(Problem description): Rewrite the material below, replacing each "single point" with "one point" and keeping everything else the same.

════════════════

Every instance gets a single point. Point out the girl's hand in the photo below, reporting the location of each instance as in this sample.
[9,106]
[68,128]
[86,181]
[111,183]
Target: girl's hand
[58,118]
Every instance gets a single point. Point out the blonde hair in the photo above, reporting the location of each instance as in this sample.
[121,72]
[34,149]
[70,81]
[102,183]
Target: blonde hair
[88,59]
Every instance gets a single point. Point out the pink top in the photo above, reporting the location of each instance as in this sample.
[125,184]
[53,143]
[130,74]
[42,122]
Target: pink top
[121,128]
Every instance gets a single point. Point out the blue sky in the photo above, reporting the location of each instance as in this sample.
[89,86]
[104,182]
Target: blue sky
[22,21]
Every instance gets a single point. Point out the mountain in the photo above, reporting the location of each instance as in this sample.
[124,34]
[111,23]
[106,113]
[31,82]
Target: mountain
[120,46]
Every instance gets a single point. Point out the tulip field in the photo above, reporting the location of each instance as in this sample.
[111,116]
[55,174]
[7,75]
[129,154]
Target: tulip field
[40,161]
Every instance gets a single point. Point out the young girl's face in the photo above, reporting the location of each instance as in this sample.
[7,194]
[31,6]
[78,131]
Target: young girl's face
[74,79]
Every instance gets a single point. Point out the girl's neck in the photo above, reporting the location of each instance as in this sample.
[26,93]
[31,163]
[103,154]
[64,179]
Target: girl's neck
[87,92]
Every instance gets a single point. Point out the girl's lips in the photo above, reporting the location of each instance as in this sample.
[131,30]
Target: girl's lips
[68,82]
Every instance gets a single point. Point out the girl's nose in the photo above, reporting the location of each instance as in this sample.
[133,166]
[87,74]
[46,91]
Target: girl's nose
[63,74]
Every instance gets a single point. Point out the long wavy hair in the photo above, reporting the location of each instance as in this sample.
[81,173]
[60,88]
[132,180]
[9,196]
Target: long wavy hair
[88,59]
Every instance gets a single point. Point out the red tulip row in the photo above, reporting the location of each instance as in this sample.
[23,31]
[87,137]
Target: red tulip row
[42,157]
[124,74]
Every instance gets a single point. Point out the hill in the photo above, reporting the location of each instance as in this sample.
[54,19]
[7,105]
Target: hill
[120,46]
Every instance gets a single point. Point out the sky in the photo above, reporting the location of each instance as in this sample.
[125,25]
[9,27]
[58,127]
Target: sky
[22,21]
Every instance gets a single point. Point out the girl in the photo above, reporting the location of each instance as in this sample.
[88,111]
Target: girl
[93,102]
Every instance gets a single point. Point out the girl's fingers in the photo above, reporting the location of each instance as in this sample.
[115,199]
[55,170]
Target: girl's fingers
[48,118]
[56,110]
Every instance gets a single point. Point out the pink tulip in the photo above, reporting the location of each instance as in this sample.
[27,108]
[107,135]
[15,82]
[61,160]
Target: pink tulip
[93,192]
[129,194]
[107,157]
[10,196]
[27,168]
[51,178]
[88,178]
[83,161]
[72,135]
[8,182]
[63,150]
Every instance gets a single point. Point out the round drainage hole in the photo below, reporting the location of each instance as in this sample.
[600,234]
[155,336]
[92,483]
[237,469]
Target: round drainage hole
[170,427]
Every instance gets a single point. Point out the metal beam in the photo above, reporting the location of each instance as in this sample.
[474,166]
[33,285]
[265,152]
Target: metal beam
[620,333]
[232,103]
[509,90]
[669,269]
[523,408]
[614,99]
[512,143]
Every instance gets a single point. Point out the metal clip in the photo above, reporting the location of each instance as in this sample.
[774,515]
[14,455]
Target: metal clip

════════════════

(Exercise result):
Every instance gets a one point. Point out the girl's hand in the photo below, reporting the location of each instance as in this sample.
[9,106]
[68,128]
[86,181]
[111,183]
Target: girl's hand
[58,118]
Every instance gets a one point. Point out the blonde hair in the photo above, reporting the location of each instance as in this sample.
[121,72]
[34,149]
[70,81]
[102,183]
Target: blonde hair
[88,59]
Every instance gets a one point. Point out the pink top in the photo above, reporting the location of each instance as in this sample.
[125,184]
[53,143]
[130,74]
[42,122]
Target: pink top
[121,128]
Every instance gets a one point. Point out the blue sky in the photo above, reporting the location of each instance as in this sample.
[89,86]
[104,182]
Target: blue sky
[22,21]
Every instance gets a one point. Point out the mountain in the photo above, reporting the location of each instance as in this sample.
[124,34]
[111,23]
[106,113]
[31,82]
Target: mountain
[120,46]
Every instance gets a one point. Point out the tulip field in the photo above, reporting the location of each instance as in this sample.
[111,116]
[55,174]
[7,75]
[129,154]
Target: tulip field
[40,161]
Every instance gets a one point. Point out the young girl's face in the photo above, reporting the location of each instance as in this sample.
[7,194]
[31,6]
[78,131]
Target: young girl's face
[74,79]
Every instance gets a one point. Point out the girl's neck in the photo above, reporting the location of each instance as in this sample.
[26,93]
[31,163]
[103,154]
[64,179]
Target: girl's neck
[87,92]
Every instance gets a one point. Point out the girl's lips in the photo above, reporting the location of each instance as in this sample.
[131,30]
Target: girl's lips
[68,82]
Every instance gets a one point. Point out the girl's nose in the photo above, reporting the location of each instance as in this sample.
[133,166]
[87,74]
[46,91]
Target: girl's nose
[63,74]
Every instance gets a one point. Point out the long wavy hair in the photo above, reporting the location of each instance as in this sample.
[81,173]
[60,88]
[132,180]
[9,196]
Target: long wavy hair
[88,59]
Every instance gets a one point. Point out the red tulip row in the photo above, reporting the location of each instance as in this sample.
[23,31]
[87,137]
Target: red tulip row
[42,157]
[124,74]
Every instance gets a one point. Point out the hill in the photo above, reporting the location of each instance as in this sample.
[54,19]
[7,105]
Target: hill
[120,46]
Every instance gets a one point. Point out the sky in the photo above, reporting the location of each instance as in this sample.
[125,25]
[9,27]
[58,127]
Target: sky
[22,21]
Every instance gets a one point. Point out the girl in the photo above, reporting the location of each instance as in this sample.
[88,111]
Target: girl
[93,102]
Every instance gets a one point. Point out the girl's fingers in the photo above, reporting the location of each instance as in this sample.
[115,199]
[55,170]
Target: girl's fingers
[48,118]
[56,110]
Every instance gets a one point. Point out the pink tulip in the photo above, reporting the location of each instance as in this sample.
[27,108]
[107,135]
[15,82]
[61,160]
Target: pink tulip
[93,192]
[129,194]
[107,157]
[10,196]
[27,168]
[51,178]
[88,178]
[83,161]
[72,135]
[8,182]
[63,150]
Every instance gets a one point. Point out the round drainage hole in the photo below, reporting the location of each instance as in this sample.
[600,234]
[155,336]
[92,483]
[237,469]
Target: round drainage hole
[170,427]
Every instance gets a one point. Point out the metal beam in the photo above, reporting the location of each instance as in this sample.
[474,166]
[33,285]
[265,152]
Target: metal beam
[620,333]
[232,103]
[509,90]
[669,269]
[523,408]
[614,99]
[512,143]
Every instance gets a one point. Point out the metal clip in the photo above, reporting the location of each instance as in this sample.
[774,515]
[14,455]
Target: metal clip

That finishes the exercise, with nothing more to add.